→ **Activity**
Omitting all images, transcribe the entries word for word.
*** Data to examine Section Begins ***
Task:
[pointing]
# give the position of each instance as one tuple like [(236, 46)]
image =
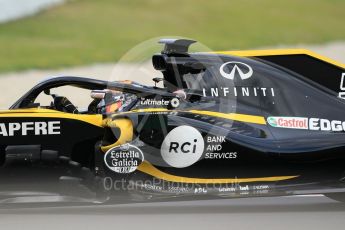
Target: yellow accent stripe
*** Data to examine Section Ends ***
→ **Exercise solution**
Task:
[pointing]
# give the position of each instance as one tuple like [(236, 46)]
image =
Target: yellow accent stripe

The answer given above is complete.